Problem to work on: Copying exactly, give the lines in the material below from the one with "find | lamp shade" to the one with "find | white bedding", ends included, and nothing besides.

Material provided:
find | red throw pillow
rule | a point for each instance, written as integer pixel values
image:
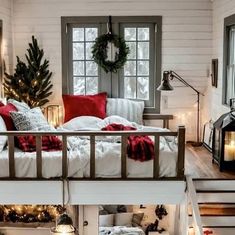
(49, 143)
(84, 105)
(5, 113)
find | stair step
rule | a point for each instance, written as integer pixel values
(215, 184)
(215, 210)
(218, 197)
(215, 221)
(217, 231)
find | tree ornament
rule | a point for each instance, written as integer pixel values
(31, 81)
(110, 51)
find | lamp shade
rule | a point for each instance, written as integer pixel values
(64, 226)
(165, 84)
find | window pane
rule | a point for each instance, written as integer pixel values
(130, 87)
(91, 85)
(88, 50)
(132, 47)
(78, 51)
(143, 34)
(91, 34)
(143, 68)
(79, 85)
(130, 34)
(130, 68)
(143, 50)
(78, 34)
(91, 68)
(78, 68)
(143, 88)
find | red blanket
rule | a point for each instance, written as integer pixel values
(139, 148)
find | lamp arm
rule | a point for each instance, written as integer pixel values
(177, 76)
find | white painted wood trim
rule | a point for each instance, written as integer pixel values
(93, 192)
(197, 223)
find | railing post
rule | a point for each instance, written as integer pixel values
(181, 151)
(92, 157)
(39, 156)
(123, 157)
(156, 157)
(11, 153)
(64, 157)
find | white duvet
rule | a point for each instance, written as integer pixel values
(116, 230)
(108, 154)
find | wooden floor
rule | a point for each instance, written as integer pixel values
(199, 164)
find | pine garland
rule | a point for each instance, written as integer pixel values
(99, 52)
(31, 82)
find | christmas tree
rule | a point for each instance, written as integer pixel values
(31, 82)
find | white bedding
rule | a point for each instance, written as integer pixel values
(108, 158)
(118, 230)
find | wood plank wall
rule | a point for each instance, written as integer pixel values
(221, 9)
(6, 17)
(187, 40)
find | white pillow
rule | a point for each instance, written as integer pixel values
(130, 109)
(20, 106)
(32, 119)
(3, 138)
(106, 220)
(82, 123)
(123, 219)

--

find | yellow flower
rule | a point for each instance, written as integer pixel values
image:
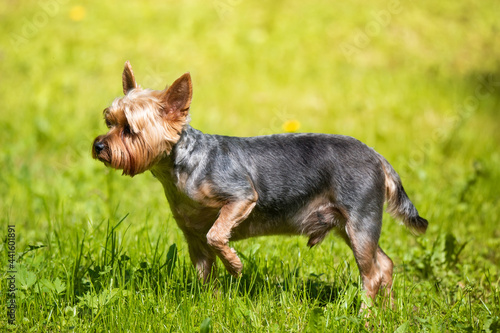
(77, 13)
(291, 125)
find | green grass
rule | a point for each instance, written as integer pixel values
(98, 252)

Solution:
find | lamp shade
rule | a point for each instance, written as integer pixel values
(64, 226)
(165, 84)
find | window pane
rule | a point for each instance, written as integer pixel values
(130, 87)
(91, 85)
(88, 50)
(132, 47)
(78, 51)
(143, 34)
(91, 34)
(143, 68)
(79, 85)
(130, 34)
(130, 68)
(143, 50)
(78, 34)
(91, 68)
(78, 68)
(143, 88)
find | red blanket
rule | a point for each instance, written as integer pixel values
(139, 148)
find | lamp arm
rule | a point for each instance, written as integer pixel values
(177, 76)
find | white painted wood trim
rule | a point for each instance, written as integer pixel values
(93, 192)
(197, 223)
find | railing post
rule | a point for each instance, written as integer pixel values
(181, 151)
(92, 157)
(39, 156)
(123, 157)
(156, 157)
(11, 153)
(64, 157)
find | white duvet
rule | a point for each instance, written as integer pixel values
(116, 230)
(108, 154)
find | wooden floor
rule | a point for each instance, written as integer pixel values
(199, 164)
find | pine garland
rule | a point for each instance, written as integer pixel values
(99, 52)
(31, 82)
find | christmas tree
rule | a point for each instance, written as integer pixel values
(31, 82)
find | white bedding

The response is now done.